▸ **What to do**: Put the records below into a two-column CSV headed text and answer, with one row for each line of text and the answer that follows it, each field in quotes and any line breaks turned into spaces. Leave the pictures out.

▸ **Entries from an annotation dataset**:

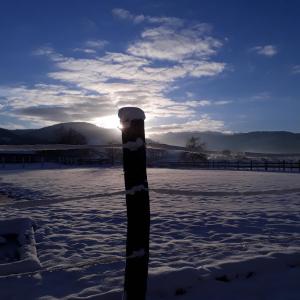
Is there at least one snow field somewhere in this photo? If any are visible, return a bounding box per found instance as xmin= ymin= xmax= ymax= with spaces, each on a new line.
xmin=0 ymin=169 xmax=300 ymax=300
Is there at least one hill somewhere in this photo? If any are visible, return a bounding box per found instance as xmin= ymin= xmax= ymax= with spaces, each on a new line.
xmin=151 ymin=131 xmax=300 ymax=153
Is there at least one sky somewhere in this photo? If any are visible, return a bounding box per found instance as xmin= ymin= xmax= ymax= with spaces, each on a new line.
xmin=0 ymin=0 xmax=300 ymax=134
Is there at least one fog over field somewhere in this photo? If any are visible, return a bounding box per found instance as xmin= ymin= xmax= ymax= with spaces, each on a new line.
xmin=0 ymin=168 xmax=300 ymax=299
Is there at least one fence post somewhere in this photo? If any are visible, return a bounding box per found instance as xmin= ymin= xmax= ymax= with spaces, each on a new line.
xmin=119 ymin=107 xmax=150 ymax=300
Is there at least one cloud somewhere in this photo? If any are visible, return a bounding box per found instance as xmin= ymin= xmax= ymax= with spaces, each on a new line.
xmin=85 ymin=40 xmax=108 ymax=49
xmin=251 ymin=92 xmax=271 ymax=100
xmin=127 ymin=23 xmax=223 ymax=61
xmin=112 ymin=8 xmax=183 ymax=25
xmin=0 ymin=9 xmax=226 ymax=126
xmin=251 ymin=45 xmax=278 ymax=57
xmin=73 ymin=40 xmax=109 ymax=54
xmin=292 ymin=65 xmax=300 ymax=74
xmin=147 ymin=115 xmax=225 ymax=135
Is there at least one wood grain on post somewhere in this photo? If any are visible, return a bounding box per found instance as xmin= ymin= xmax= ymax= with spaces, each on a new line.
xmin=119 ymin=107 xmax=150 ymax=300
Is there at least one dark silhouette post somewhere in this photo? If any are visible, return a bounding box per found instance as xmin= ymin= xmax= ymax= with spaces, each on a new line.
xmin=119 ymin=107 xmax=150 ymax=300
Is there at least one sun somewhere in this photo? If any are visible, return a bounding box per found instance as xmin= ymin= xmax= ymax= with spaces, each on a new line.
xmin=93 ymin=115 xmax=120 ymax=128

▸ **Task answer**:
text,answer
"Is there at least one snow field somewhere in this photo? If any are visible, return a bounding box per found instance as xmin= ymin= xmax= ymax= with spaces, each on a new line.","xmin=0 ymin=169 xmax=300 ymax=300"
"Is there at least one hill somewhere in this photo? If any are visible, return a bounding box per found instance as xmin= ymin= xmax= ymax= with spaces, each on a new line.","xmin=151 ymin=131 xmax=300 ymax=153"
"Is there at least one sky somewhere in this photo? If any are visible, return a bounding box per found instance as xmin= ymin= xmax= ymax= with spaces, each on a new line.","xmin=0 ymin=0 xmax=300 ymax=134"
"Is there at least one fog over field somewhere in this photo? If any are visible, return a bounding box per found instance as xmin= ymin= xmax= ymax= with spaces, each on a new line.","xmin=0 ymin=168 xmax=300 ymax=299"
"Is there at least one fence post somewhere in this photo? If any are visible, return a bounding box per found instance as xmin= ymin= xmax= ymax= with spaces, each on a new line.","xmin=119 ymin=107 xmax=150 ymax=300"
"Is there at least one cloud somewhere in this photo? If any are visible, return a bounding box per found instance as xmin= ymin= xmax= ymax= with spaces, each on a new line.","xmin=85 ymin=40 xmax=108 ymax=49 xmin=251 ymin=92 xmax=271 ymax=100 xmin=127 ymin=23 xmax=223 ymax=61 xmin=112 ymin=8 xmax=183 ymax=25 xmin=0 ymin=9 xmax=226 ymax=126 xmin=251 ymin=45 xmax=278 ymax=57 xmin=73 ymin=40 xmax=109 ymax=54 xmin=292 ymin=65 xmax=300 ymax=74 xmin=147 ymin=115 xmax=225 ymax=135"
"Is there at least one wood grain on post somewhere in this photo? If any are visible, return a bounding box per found instance as xmin= ymin= xmax= ymax= with spaces, each on a new line.","xmin=119 ymin=107 xmax=150 ymax=300"
"Is there at least one dark silhouette post somewhere in this photo? If any are visible, return a bounding box per found instance as xmin= ymin= xmax= ymax= with spaces, each on a new line.","xmin=119 ymin=107 xmax=150 ymax=300"
"Is there at least one sun somewhere in this photo? If any are visible, return a bounding box per found instance as xmin= ymin= xmax= ymax= with spaces, each on a new line.","xmin=93 ymin=115 xmax=120 ymax=128"